[BEGIN DATA ROWS]

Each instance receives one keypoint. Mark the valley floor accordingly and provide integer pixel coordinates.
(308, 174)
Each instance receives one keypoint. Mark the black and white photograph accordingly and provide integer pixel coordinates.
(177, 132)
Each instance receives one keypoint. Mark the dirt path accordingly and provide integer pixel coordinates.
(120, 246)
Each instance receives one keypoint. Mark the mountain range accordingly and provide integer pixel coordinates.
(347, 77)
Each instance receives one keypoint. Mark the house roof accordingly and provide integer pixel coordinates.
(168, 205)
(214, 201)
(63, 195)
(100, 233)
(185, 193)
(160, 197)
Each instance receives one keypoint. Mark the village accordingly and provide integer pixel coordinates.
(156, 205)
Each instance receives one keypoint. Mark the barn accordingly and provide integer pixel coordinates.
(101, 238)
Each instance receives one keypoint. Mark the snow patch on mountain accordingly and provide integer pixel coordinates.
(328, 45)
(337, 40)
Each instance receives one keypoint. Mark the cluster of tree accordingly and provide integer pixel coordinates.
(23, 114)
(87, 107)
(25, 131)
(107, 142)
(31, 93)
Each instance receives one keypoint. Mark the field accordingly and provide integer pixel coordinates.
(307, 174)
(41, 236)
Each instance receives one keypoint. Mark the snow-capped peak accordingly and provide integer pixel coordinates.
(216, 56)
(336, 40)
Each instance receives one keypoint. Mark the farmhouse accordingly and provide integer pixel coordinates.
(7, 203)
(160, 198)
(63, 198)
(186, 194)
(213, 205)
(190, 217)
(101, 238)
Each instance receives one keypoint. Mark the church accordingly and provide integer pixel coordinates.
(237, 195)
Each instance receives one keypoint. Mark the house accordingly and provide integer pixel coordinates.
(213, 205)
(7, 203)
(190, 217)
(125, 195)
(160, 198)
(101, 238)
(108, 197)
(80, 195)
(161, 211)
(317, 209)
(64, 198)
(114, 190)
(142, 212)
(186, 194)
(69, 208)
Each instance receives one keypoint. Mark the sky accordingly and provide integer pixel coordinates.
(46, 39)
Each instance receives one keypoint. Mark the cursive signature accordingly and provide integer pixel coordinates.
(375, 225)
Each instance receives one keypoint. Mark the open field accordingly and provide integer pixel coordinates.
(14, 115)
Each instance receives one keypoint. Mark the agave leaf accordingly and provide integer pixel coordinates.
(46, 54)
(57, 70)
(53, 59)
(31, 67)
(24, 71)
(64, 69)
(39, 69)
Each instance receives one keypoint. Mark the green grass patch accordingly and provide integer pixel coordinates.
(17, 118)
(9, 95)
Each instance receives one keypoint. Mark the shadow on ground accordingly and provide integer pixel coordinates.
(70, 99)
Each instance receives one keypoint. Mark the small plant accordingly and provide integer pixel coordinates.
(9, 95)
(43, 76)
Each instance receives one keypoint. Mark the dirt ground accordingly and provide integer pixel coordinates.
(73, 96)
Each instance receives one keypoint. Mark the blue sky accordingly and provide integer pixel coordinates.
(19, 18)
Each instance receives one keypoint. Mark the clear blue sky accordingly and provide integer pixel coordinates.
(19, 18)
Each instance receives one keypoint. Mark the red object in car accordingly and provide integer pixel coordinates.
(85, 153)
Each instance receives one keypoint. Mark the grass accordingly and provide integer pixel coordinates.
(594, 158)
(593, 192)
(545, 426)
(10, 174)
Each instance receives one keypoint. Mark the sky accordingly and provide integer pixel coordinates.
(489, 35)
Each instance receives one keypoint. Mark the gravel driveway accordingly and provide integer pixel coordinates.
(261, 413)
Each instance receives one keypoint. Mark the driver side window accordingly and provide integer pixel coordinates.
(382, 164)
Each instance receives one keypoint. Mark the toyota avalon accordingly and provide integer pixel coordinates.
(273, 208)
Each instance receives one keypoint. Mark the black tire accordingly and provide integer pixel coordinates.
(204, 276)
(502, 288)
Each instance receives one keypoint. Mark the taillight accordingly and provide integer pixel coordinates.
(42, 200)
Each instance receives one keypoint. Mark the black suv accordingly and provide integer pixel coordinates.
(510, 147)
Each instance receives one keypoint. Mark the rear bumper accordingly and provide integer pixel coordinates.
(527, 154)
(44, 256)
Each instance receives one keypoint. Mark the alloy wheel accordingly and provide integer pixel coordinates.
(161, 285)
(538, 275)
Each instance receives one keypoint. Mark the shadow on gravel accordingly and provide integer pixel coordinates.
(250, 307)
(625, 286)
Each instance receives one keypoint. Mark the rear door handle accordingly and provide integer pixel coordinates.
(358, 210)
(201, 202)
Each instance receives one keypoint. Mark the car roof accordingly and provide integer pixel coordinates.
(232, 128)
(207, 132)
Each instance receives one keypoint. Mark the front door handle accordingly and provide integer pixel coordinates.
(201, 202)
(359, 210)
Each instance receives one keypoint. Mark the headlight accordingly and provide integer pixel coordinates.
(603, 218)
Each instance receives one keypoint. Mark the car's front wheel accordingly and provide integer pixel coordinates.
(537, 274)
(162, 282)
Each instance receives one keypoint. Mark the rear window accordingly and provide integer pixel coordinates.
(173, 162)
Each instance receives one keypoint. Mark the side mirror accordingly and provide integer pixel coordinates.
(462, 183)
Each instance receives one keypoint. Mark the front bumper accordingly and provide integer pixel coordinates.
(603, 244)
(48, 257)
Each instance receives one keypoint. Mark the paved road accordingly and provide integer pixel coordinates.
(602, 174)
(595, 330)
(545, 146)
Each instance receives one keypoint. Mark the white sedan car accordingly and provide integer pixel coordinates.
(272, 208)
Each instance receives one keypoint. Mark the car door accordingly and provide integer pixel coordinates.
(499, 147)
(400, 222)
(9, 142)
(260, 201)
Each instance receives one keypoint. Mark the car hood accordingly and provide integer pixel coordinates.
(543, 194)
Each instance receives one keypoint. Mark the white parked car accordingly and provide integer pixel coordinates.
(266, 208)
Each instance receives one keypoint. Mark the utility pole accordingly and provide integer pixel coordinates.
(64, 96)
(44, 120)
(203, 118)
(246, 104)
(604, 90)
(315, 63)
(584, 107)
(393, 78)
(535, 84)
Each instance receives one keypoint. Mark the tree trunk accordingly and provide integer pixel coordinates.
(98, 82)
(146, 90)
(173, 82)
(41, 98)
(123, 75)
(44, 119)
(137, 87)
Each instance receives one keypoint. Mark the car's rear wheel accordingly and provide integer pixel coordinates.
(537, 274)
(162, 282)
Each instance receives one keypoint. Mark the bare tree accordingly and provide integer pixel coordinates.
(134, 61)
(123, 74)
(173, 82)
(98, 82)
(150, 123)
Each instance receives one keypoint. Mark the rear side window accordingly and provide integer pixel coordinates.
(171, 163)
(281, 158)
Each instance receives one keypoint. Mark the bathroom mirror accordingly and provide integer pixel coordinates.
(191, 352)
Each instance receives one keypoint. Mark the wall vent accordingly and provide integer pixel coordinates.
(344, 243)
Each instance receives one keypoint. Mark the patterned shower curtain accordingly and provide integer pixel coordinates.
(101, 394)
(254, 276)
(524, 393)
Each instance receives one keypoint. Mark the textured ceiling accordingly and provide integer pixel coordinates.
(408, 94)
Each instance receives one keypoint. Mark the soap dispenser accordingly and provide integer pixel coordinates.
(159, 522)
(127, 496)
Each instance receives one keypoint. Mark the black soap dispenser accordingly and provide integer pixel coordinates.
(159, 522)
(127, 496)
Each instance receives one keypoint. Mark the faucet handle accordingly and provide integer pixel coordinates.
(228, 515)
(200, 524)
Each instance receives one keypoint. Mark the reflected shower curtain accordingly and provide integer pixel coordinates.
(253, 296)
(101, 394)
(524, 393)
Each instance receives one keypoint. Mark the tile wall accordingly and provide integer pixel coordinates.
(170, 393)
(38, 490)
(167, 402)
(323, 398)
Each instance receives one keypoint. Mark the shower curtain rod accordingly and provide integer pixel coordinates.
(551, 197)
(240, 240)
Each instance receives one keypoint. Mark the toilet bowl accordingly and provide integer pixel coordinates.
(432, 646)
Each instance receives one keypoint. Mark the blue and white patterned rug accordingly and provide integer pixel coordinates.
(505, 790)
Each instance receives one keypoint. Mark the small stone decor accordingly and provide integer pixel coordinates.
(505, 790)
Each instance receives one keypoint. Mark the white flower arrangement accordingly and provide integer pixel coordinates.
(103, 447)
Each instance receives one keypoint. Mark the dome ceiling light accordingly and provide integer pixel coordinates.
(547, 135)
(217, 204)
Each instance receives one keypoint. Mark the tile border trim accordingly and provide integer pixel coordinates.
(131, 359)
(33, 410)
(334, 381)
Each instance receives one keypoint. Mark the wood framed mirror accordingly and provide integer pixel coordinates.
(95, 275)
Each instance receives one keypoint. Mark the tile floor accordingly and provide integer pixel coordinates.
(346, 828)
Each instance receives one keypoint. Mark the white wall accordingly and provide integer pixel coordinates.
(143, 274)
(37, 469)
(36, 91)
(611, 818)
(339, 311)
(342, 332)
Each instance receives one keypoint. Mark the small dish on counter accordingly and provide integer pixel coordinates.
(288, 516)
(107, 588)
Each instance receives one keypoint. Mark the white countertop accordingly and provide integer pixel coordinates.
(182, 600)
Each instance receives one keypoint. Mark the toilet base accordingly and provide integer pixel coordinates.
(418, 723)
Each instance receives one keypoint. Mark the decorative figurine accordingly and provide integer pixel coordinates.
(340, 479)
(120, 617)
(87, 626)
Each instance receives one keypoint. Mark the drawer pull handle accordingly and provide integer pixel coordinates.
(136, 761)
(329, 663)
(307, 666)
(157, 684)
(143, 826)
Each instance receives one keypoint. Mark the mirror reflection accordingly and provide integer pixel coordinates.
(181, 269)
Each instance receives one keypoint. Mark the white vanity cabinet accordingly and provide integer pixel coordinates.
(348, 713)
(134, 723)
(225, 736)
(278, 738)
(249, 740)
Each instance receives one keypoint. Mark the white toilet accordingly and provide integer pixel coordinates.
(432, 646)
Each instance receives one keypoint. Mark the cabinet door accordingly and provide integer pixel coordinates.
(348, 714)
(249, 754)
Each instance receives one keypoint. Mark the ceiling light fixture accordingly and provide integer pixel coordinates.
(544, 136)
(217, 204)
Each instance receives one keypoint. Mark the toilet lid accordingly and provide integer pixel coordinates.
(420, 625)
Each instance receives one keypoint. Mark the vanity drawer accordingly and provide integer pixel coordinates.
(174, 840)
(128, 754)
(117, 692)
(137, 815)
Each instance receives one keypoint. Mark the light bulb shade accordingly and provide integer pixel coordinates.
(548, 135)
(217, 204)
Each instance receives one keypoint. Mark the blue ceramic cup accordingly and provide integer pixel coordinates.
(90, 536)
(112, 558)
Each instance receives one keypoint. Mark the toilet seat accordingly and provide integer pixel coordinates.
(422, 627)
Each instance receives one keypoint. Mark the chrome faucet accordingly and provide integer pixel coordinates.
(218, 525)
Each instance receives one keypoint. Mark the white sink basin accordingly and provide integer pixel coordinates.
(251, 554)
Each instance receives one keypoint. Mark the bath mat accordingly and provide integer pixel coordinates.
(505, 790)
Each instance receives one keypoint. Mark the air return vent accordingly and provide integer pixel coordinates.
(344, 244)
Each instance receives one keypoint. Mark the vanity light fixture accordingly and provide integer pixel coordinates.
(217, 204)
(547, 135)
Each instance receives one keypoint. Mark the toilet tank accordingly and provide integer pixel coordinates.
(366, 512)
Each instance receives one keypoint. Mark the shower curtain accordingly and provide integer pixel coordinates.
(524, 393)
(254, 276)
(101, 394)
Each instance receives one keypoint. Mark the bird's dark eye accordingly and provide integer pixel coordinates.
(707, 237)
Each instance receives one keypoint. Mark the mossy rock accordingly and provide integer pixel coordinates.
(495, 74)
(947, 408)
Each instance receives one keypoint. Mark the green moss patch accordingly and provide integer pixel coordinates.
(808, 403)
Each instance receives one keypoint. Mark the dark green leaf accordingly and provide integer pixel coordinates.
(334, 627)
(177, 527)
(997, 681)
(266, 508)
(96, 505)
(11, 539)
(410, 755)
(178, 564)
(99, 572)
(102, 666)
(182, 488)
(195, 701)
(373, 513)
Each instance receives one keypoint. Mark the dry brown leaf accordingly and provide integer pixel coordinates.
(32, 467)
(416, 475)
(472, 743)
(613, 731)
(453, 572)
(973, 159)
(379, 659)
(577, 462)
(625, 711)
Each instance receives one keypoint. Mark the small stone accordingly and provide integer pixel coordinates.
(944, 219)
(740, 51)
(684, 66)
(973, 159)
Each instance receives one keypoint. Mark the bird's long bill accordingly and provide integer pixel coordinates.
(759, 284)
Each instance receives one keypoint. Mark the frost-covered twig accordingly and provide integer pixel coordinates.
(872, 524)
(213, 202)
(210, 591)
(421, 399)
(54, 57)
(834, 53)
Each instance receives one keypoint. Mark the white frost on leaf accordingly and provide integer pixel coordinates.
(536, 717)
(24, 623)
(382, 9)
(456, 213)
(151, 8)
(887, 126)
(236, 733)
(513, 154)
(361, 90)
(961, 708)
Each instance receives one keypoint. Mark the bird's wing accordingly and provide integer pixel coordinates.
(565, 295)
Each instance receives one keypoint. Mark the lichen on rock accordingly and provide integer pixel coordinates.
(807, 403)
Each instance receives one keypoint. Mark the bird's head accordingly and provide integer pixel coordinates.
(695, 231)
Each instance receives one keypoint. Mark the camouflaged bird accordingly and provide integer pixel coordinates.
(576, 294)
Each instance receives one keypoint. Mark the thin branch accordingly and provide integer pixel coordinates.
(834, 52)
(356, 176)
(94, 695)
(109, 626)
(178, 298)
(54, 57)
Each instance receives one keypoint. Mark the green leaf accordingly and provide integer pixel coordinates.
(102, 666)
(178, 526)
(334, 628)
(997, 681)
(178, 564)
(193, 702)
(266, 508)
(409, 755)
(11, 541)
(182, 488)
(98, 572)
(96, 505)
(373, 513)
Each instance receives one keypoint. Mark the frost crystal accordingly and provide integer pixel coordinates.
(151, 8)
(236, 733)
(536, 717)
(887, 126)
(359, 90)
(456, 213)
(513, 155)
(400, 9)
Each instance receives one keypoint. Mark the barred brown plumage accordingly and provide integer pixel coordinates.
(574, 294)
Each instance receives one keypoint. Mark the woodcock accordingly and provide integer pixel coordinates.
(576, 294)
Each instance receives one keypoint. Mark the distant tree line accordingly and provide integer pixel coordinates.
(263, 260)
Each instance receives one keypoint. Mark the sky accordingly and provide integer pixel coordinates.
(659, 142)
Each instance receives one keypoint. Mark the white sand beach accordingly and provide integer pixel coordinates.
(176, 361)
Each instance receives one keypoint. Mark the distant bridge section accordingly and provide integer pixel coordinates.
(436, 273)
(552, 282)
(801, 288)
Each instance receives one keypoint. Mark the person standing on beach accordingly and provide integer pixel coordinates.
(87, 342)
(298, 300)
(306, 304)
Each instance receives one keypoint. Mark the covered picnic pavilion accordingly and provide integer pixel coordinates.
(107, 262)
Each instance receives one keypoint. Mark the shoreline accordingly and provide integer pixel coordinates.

[END DATA ROWS]

_EXERCISE DIRECTIONS_
Repeat only the stretch of lines starting at the one containing "Each instance receives one keypoint. Mark the woodcock" and running to the final line of the entries above.

_TASK RESPONSE_
Each instance receives one keypoint. Mark the woodcock accordingly and provide integer pixel coordinates.
(576, 294)
Each instance receives one keypoint. Mark the distant tree line accordingly and provide integer pixel coordinates.
(263, 260)
Each instance receives one keypoint. Mark the sky accordingly and provide integer pixel coordinates.
(659, 142)
Each instance receives one keypoint. Mark the white sand beach accordingly and provide integer pixel coordinates.
(176, 361)
Each instance receives one keypoint. Mark the distant bridge section accordingly and provide integer pixel coordinates.
(436, 273)
(552, 282)
(801, 288)
Each instance receives one keypoint. Mark the person standing on beach accordingly and provide integer pixel coordinates.
(87, 342)
(298, 300)
(306, 304)
Each instance receives one keypoint. Mark the covered picnic pavilion accordingly and provide integer pixel coordinates.
(107, 262)
Each instance receives one keypoint. Mark the shoreline accordingly and provide integer pixel coordinates.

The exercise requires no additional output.